◆ **Assignment 1**
From the BHWET project description, write out the passage starting at "Paraprofessionals seeking one" and ending at "Addicition Specialist (LCAS)".
◆ **Assignment 2**
Which behavioral health-related fields does the BHWET project description name for the courses it supports?

◆ **Text**

The goal of this BHWET project is to develop and expand the behavioral health workforce providing services to across the lifespan to persons in rural, vulnerable, and/or medically underserved communities.
It provides support to students through the provision of tuition, fees, and supplies to complete courses that lead to certification and/or licensure in behavioral health-related fields including substance abuse, school social work, and child welfare for no more than 12 consecutive months.
Paraprofessionals seeking one of these credentials may be eligible:
- Certified Substance Abuse Counselor (CSAC)
- Learn more about the CSAC credential at the NCSAPPB website.
- Licensed Clinical Addicition Specialist (LCAS)
- Learn more about the LCAS credential at the NCSAPPB website.
Courses Leading to Certification
The HRSA B-WISE curriculum consists of high-impact training opportunities with students, providers and consumers of services in partnership with interprofessional community based agency resources and education.
Course Description: Models and roles relevant to school social work practice. Cooperative work with school personnel in the identification, prevention and treatment of social, emotional and behavioral problems of children and interventive techniques with parents and community groups. For individuals preparing for social work practice in the public schools and for school social workers seeking licensure. Credit not given for both SW 412 and SW 512. Instructor Permission Required.
Course Description: Generalist perspective on the practice of public child welfare. History of child welfare, practices in child welfare, and current trends in child welfare programs. Skills needed to practice in child protective services, adoption, and foster care with specific attention to the North Carolina child welfare system. Application of cultural diversity and cultural competency integrated throughout as it relates to child welfare issues.

Collected data entries:
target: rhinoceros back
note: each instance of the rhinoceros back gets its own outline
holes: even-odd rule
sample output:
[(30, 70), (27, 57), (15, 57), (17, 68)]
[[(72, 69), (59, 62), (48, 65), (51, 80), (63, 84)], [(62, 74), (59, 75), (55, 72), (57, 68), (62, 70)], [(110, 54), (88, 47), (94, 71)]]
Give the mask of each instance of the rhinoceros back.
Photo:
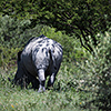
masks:
[(28, 41), (21, 58), (23, 65), (31, 74), (37, 77), (39, 69), (52, 73), (59, 70), (62, 60), (62, 47), (52, 39), (40, 36)]

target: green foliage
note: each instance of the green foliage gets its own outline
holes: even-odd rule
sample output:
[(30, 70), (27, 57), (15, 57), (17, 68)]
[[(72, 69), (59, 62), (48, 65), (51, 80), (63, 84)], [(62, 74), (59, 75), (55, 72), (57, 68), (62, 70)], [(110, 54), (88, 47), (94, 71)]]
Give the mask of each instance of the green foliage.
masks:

◆ **Task result 1**
Paraprofessionals seeking one of these credentials may be eligible:
- Certified Substance Abuse Counselor (CSAC)
- Learn more about the CSAC credential at the NCSAPPB website.
- Licensed Clinical Addicition Specialist (LCAS)

◆ **Task result 2**
- substance abuse
- school social work
- child welfare